What you will do - Repeat the records below word for word, from the line containing "Pinpoint the car shadow" through the line containing "604;0;640;18".

--- begin Records ---

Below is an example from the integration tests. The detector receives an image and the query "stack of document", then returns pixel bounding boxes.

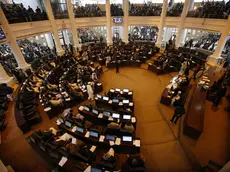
[115,138,121,145]
[133,140,141,147]
[99,135,105,142]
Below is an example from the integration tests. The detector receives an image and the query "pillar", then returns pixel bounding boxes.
[0,8,30,71]
[123,0,129,43]
[44,33,54,49]
[62,30,70,45]
[208,16,230,66]
[0,63,14,86]
[106,0,113,45]
[176,0,190,48]
[45,0,65,55]
[188,0,194,11]
[66,0,80,49]
[156,0,168,47]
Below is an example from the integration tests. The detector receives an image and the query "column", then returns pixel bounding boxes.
[156,0,168,47]
[63,30,70,45]
[44,33,54,49]
[123,0,129,43]
[67,0,80,49]
[45,0,65,55]
[0,8,30,71]
[106,0,113,45]
[176,0,190,48]
[0,63,14,86]
[208,16,230,66]
[188,0,194,11]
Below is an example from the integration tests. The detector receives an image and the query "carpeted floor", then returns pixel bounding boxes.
[0,65,229,172]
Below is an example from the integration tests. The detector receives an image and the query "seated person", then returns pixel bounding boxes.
[49,97,63,107]
[68,82,79,90]
[124,122,135,133]
[127,155,145,168]
[171,91,181,105]
[108,122,121,129]
[102,148,116,162]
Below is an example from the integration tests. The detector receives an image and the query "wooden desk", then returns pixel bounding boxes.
[108,88,133,100]
[78,107,136,128]
[95,97,134,112]
[183,85,207,140]
[58,123,140,154]
[148,63,163,75]
[160,88,172,106]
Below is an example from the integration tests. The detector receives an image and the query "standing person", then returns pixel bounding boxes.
[87,82,94,100]
[170,105,185,124]
[116,60,120,73]
[179,61,187,76]
[193,64,201,79]
[213,84,227,107]
[69,43,73,54]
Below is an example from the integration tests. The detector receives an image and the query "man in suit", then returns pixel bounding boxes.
[116,60,120,73]
[170,105,185,124]
[213,84,227,107]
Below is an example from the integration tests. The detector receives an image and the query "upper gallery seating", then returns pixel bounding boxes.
[187,1,230,19]
[167,2,184,17]
[129,3,162,16]
[110,4,124,16]
[1,2,48,24]
[74,4,105,18]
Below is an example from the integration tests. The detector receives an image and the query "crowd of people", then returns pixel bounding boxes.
[110,4,124,16]
[128,26,158,42]
[74,4,105,18]
[0,44,18,76]
[187,1,230,19]
[1,2,48,23]
[79,42,157,66]
[167,2,184,17]
[129,3,162,16]
[77,28,105,44]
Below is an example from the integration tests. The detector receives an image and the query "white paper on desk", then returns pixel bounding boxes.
[97,113,103,118]
[44,107,51,112]
[128,92,133,95]
[90,146,97,152]
[56,119,61,125]
[65,98,70,102]
[133,140,141,147]
[85,131,89,138]
[84,166,91,172]
[109,140,114,146]
[131,117,136,123]
[78,106,84,111]
[72,137,77,145]
[115,138,121,145]
[58,156,68,167]
[99,135,105,142]
[108,116,113,121]
[71,126,77,132]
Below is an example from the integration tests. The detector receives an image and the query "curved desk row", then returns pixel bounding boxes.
[107,60,141,68]
[95,94,134,112]
[108,88,133,100]
[57,119,140,154]
[78,106,136,128]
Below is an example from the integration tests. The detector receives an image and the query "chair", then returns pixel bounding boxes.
[100,156,117,170]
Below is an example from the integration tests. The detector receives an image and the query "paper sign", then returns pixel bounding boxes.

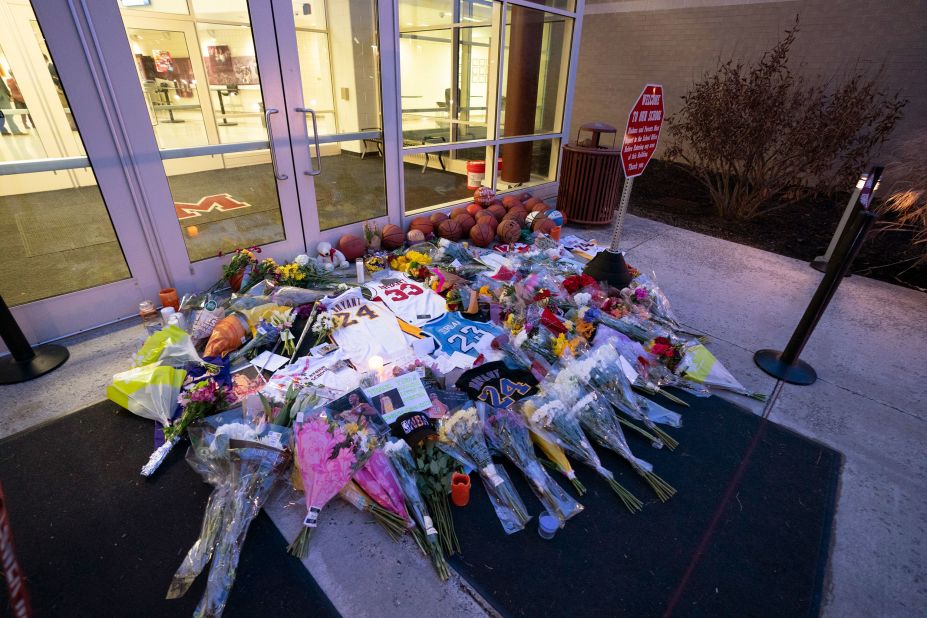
[364,373,431,423]
[251,350,290,371]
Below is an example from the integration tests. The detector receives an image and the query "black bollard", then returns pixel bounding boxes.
[0,296,69,384]
[753,208,878,386]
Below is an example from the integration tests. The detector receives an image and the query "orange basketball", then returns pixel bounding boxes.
[534,218,557,234]
[338,234,367,262]
[473,187,496,206]
[438,215,462,240]
[502,195,521,210]
[454,213,476,236]
[470,225,496,247]
[409,217,434,237]
[382,223,406,249]
[467,202,483,217]
[496,219,521,243]
[476,212,499,232]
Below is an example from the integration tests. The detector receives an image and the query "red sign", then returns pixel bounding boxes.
[621,84,663,178]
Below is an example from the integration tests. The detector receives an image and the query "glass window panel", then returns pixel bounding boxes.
[496,139,560,193]
[124,0,285,261]
[499,5,573,137]
[304,0,387,230]
[126,28,209,148]
[399,26,494,147]
[119,0,190,15]
[0,10,131,306]
[402,146,493,213]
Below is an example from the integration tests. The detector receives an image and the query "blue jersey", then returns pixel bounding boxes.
[422,312,502,357]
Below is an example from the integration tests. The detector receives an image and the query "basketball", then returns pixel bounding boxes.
[534,218,557,234]
[467,202,483,217]
[338,234,367,262]
[476,212,499,232]
[438,215,462,240]
[473,187,496,206]
[383,223,406,249]
[496,219,521,244]
[502,195,521,210]
[502,208,528,227]
[454,213,476,236]
[409,217,434,238]
[470,225,495,247]
[486,204,505,219]
[531,200,550,212]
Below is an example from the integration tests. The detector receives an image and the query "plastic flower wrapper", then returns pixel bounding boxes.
[289,408,382,558]
[676,343,766,401]
[106,365,187,476]
[573,392,676,502]
[338,476,414,541]
[572,344,679,450]
[515,395,644,513]
[383,438,448,581]
[167,410,291,616]
[477,404,583,528]
[441,407,531,534]
[412,439,460,556]
[354,449,415,536]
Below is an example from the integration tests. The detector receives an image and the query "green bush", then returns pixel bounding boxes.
[666,19,907,220]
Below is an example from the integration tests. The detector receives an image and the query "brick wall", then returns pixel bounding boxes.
[570,0,927,173]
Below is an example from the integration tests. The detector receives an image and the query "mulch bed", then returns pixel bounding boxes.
[629,160,927,290]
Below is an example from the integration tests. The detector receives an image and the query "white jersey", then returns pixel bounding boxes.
[325,288,410,371]
[367,273,447,326]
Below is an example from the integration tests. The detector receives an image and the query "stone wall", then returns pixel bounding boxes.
[570,0,927,177]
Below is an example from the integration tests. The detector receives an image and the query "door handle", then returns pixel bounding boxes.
[264,107,289,180]
[293,107,322,176]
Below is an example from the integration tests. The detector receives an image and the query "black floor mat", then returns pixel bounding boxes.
[0,402,338,616]
[452,397,842,617]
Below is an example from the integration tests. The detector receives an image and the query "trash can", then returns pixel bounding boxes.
[557,122,622,225]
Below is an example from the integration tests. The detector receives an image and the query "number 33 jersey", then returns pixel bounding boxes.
[325,288,409,371]
[367,274,447,326]
[422,313,502,357]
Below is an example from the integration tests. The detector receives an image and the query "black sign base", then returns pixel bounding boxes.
[753,350,818,386]
[583,249,634,289]
[0,345,70,384]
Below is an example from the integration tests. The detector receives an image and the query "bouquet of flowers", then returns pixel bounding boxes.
[289,408,381,558]
[167,410,291,616]
[480,404,583,528]
[441,407,531,534]
[574,392,676,502]
[412,439,460,556]
[515,395,644,513]
[354,450,415,539]
[383,440,448,581]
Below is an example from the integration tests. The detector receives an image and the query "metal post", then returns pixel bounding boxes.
[753,209,878,385]
[608,176,634,251]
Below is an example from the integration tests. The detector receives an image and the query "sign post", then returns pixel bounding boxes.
[584,84,663,287]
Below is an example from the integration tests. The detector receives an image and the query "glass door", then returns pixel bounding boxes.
[0,0,161,349]
[273,0,400,249]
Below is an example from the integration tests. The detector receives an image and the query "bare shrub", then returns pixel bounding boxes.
[666,19,907,220]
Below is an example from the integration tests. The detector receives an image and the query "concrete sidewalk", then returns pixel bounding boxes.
[0,216,927,617]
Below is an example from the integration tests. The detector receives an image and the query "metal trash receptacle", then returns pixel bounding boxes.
[557,122,623,225]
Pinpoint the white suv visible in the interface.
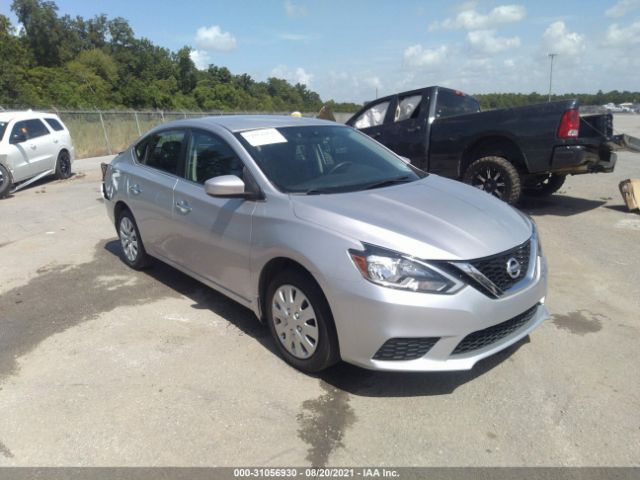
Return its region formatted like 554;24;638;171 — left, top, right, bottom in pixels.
0;111;75;198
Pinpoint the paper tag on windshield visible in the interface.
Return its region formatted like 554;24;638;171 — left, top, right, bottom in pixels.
241;128;287;147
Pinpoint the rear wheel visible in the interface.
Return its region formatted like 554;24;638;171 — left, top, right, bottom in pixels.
0;165;11;198
118;210;151;270
524;173;567;197
56;150;71;180
462;156;522;204
266;270;340;373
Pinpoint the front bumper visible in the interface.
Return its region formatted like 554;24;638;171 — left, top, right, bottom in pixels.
551;145;617;175
328;257;549;371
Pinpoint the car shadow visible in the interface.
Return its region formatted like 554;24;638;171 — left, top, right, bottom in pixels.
104;240;278;355
516;195;607;217
104;240;530;397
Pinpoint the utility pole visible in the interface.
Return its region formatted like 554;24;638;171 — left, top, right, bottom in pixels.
549;53;558;102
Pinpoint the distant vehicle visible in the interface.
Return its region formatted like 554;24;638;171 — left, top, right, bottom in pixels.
347;87;616;204
0;111;75;198
103;116;548;372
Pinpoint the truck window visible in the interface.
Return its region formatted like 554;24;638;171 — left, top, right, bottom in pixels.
436;90;480;118
353;100;389;128
394;95;422;122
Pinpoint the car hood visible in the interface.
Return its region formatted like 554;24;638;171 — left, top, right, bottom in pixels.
291;175;532;260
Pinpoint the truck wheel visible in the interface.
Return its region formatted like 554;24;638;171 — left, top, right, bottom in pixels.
0;165;11;198
524;173;567;197
462;156;522;204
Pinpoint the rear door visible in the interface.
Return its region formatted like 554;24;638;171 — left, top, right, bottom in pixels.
170;129;256;302
126;129;187;261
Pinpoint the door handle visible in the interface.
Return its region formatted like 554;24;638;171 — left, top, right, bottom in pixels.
176;200;191;215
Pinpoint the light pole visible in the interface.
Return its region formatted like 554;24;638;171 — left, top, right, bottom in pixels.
549;53;558;102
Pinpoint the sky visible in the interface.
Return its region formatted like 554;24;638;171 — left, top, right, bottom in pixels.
0;0;640;102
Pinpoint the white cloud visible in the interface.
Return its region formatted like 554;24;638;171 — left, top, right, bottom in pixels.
604;21;640;47
404;45;447;68
195;25;236;52
189;50;211;70
277;33;311;42
284;0;309;18
429;4;527;31
271;65;313;87
542;21;586;56
467;30;520;55
604;0;640;18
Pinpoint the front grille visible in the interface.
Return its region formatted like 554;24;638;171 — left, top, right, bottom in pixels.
453;304;538;355
373;337;440;360
470;241;531;291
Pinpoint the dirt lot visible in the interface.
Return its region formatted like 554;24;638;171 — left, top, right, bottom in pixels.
0;115;640;466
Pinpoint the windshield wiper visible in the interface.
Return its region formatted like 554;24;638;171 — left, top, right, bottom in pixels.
362;175;411;190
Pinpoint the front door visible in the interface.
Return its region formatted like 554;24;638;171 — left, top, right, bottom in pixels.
171;130;256;301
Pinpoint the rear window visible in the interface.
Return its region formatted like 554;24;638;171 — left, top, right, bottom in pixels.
44;118;64;132
436;90;480;118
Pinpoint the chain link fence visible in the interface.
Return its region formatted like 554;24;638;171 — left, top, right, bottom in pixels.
0;107;351;158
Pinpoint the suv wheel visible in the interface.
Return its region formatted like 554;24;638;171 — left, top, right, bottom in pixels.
462;156;522;204
118;210;150;270
266;270;340;373
524;173;567;197
56;150;71;180
0;165;11;198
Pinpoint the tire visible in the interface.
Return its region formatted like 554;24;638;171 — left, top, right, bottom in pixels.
0;165;13;198
117;210;151;270
462;156;522;205
266;270;340;373
56;150;71;180
524;173;567;197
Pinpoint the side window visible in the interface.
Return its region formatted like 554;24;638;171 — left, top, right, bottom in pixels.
185;130;244;184
44;118;64;132
394;95;422;122
353;101;389;128
9;120;29;143
436;90;480;118
135;130;185;175
26;118;49;139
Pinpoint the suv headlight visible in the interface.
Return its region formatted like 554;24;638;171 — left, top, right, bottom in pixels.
349;243;464;293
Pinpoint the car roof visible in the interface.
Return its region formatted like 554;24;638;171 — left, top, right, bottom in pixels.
154;115;341;132
0;110;58;122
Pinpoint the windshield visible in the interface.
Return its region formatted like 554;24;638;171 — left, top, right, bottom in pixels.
236;125;426;195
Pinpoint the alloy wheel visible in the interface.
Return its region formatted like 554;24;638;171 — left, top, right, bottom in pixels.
271;285;319;359
473;167;505;198
120;217;139;263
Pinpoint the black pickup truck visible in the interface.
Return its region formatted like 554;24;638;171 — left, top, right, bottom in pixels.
347;87;616;204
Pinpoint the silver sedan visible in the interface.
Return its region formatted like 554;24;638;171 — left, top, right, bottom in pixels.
103;116;548;372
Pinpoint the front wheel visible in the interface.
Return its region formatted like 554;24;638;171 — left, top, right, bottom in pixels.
118;210;150;270
56;150;71;180
0;165;11;198
462;156;522;205
266;270;340;373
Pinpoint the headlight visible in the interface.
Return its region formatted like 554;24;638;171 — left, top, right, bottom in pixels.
349;243;464;293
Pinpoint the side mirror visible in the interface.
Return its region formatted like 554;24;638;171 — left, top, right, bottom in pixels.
9;132;27;143
204;175;246;197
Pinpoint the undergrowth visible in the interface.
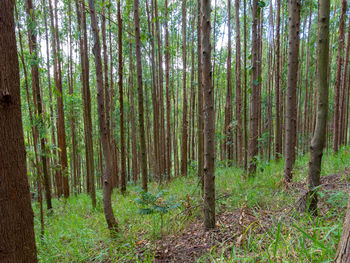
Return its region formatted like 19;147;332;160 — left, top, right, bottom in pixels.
33;148;350;263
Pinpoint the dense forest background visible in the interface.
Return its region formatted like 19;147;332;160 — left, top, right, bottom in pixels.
0;0;350;262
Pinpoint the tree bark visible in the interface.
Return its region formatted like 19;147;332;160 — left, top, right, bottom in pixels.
248;0;259;176
308;0;330;214
197;1;204;190
224;0;233;165
0;0;37;263
89;0;119;236
117;0;126;194
334;199;350;263
181;0;188;176
201;0;215;230
134;0;147;192
26;0;52;210
284;0;301;182
333;0;347;153
235;0;243;165
275;0;282;160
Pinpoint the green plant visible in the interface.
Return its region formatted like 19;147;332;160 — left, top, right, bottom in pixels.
135;188;180;236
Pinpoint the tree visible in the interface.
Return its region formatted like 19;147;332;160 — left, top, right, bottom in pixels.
201;0;215;230
333;0;348;152
248;0;259;176
197;1;204;190
134;0;147;192
307;0;330;214
26;0;52;210
224;0;233;161
334;198;350;263
235;0;243;165
0;0;37;263
284;0;301;182
181;0;188;176
275;0;282;159
117;0;126;194
75;0;96;207
89;0;119;236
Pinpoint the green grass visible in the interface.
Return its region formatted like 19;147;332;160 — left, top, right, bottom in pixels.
33;148;350;262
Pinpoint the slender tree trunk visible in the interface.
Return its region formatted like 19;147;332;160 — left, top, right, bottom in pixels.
284;0;301;182
26;0;52;210
243;0;249;171
134;0;147;192
197;1;204;190
201;0;215;230
224;0;233;165
117;0;126;194
89;0;119;236
75;0;96;207
235;0;243;165
275;0;282;159
308;0;330;214
333;0;348;152
0;0;37;263
181;0;188;176
165;0;172;179
339;17;350;145
248;0;259;176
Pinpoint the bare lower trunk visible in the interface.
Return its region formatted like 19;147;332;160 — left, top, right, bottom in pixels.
284;0;301;182
89;0;119;236
201;0;215;229
0;0;37;263
308;0;330;214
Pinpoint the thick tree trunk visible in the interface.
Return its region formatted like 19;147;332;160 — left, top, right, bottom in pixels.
284;0;301;182
308;0;330;214
89;0;119;236
0;0;37;263
201;0;215;230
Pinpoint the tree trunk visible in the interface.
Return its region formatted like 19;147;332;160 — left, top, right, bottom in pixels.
89;0;119;236
26;0;52;210
75;0;96;207
235;0;243;165
284;0;301;182
197;1;204;190
334;198;350;263
181;0;188;176
134;0;147;192
248;0;259;176
201;0;215;230
275;0;282;159
0;0;37;263
117;0;126;194
165;0;172;179
308;0;330;214
333;0;348;152
224;0;233;165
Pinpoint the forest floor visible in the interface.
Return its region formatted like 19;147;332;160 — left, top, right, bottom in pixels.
34;148;350;262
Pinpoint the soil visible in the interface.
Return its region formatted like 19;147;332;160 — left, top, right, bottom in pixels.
139;167;350;263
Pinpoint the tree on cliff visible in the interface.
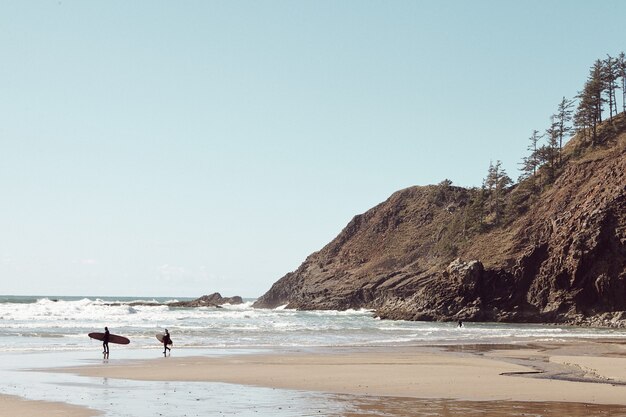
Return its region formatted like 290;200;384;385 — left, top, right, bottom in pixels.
602;55;619;121
617;52;626;113
553;97;572;166
520;130;543;183
485;160;512;225
574;60;605;145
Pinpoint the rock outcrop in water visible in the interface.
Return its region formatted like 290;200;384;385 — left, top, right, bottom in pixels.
255;114;626;326
167;292;243;307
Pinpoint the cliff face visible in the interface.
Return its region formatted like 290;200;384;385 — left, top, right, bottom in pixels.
255;117;626;325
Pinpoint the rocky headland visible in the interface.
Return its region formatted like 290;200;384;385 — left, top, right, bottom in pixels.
255;114;626;327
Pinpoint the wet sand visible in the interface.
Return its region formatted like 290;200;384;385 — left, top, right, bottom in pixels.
56;341;626;406
0;395;99;417
8;340;626;417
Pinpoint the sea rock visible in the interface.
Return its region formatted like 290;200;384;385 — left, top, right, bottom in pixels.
168;292;243;307
254;114;626;327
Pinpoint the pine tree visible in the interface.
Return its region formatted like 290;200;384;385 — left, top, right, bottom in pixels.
553;97;574;166
485;161;512;225
602;55;619;121
574;60;604;145
617;52;626;113
520;130;543;184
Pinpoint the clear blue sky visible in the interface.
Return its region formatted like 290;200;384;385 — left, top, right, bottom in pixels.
0;0;626;297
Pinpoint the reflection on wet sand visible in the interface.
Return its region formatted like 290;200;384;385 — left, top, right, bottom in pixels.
342;397;626;417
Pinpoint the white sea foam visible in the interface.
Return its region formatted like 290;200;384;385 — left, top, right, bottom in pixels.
0;297;626;351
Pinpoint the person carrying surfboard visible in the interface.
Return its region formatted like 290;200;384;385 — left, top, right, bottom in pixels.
163;329;172;356
102;327;111;357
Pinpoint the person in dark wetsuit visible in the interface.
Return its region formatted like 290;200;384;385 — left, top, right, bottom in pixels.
163;329;172;356
102;327;110;358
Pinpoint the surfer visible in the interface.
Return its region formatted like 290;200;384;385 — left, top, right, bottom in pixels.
163;329;172;356
102;327;110;358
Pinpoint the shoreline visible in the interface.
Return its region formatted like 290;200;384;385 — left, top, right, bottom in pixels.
54;340;626;406
7;339;626;417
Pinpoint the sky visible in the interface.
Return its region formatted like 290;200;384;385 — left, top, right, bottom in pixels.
0;0;626;297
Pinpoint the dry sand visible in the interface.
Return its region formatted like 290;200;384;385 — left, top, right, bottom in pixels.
59;342;626;405
8;340;626;417
0;395;99;417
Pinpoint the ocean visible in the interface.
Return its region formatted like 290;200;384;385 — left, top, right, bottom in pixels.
0;296;626;352
0;296;626;417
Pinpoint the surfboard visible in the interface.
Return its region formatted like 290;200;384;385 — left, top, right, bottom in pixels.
88;332;130;345
156;333;174;345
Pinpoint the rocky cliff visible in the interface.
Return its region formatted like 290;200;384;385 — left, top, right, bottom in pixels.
255;114;626;326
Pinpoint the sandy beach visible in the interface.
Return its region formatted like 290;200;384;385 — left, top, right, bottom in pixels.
0;395;99;417
39;341;626;415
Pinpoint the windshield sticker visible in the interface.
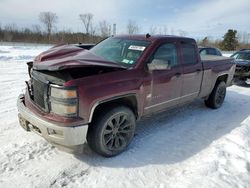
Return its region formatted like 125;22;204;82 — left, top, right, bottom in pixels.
122;59;134;64
128;45;146;51
122;59;129;63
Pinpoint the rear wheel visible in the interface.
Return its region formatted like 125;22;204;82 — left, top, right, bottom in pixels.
205;81;226;109
87;106;136;157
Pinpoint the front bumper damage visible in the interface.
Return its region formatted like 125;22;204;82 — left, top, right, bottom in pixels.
17;94;88;153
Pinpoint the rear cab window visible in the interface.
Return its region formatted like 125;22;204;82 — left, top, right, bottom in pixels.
151;43;178;67
180;42;198;65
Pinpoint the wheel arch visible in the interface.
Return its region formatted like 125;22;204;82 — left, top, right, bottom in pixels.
89;93;139;123
214;74;228;86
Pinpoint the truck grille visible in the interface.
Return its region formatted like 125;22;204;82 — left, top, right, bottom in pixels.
235;66;250;73
32;78;48;111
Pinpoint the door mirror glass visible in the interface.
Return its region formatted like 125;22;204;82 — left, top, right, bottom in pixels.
148;59;170;71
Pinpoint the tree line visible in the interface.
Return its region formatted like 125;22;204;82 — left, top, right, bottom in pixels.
0;12;250;50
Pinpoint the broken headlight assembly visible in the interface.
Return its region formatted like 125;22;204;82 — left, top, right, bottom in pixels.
50;84;78;117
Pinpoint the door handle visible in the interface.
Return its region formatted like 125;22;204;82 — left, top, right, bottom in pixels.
196;69;201;72
175;72;181;77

--- end Records ---

Exercise solution -
Pinpoint the car shadow visible in the interface.
Return its region formatted like 554;24;638;171 — left, top, right, bottom in pixels.
104;240;278;355
516;195;607;217
104;240;530;397
Pinpoint the utility pole visible in the interface.
Return its region formatted like 554;24;638;171 — left, top, right, bottom in pixels.
549;53;558;102
Pinpoint the distant vehicle visible in the interface.
Return its region formatted like 554;24;638;171 — left, top, right, bottom in pixels.
347;87;616;204
0;111;75;198
103;116;548;372
Pinpoint the truck window visible in the interface.
Return its region formatted like 554;24;638;171 — left, top, right, bottom in pixels.
436;90;480;118
353;100;389;128
394;95;422;122
Pinpoint the car hood visible in the interface.
Return its region formatted like 554;24;638;171 — left, top, right, bottom in pixels.
291;175;532;260
Pinpoint the truck wheel visible in the interface.
Return its region formatted like 554;24;638;171 — left, top, right, bottom in pixels.
0;165;11;198
524;173;567;197
462;156;522;204
Pinpoint the rear door visible in the interface.
Return its region formatted like 554;24;638;171 — left, top, right, bottom in pixels.
170;129;256;302
126;129;187;261
Pinpoint the door handle visible in the interface.
Return its region formatted like 554;24;638;171 — left, top, right, bottom in pixels.
176;200;191;215
Pinpoint the light pole visible in the interface.
Return its region formatted like 554;24;638;171 — left, top, right, bottom in pixels.
549;53;558;102
Pinpoint the sky visible in the interface.
Return its region formatted like 554;24;638;171 — left, top, right, bottom in pixels.
0;0;640;102
Pinpoint the white cloud visible in the interface.
Return its region formatted like 554;24;638;171 — left, top, right, bottom in pixels.
604;21;640;47
404;45;447;68
195;25;236;52
189;50;211;70
277;33;311;42
284;0;309;18
429;4;527;31
271;65;313;87
542;21;586;56
467;30;520;55
604;0;640;18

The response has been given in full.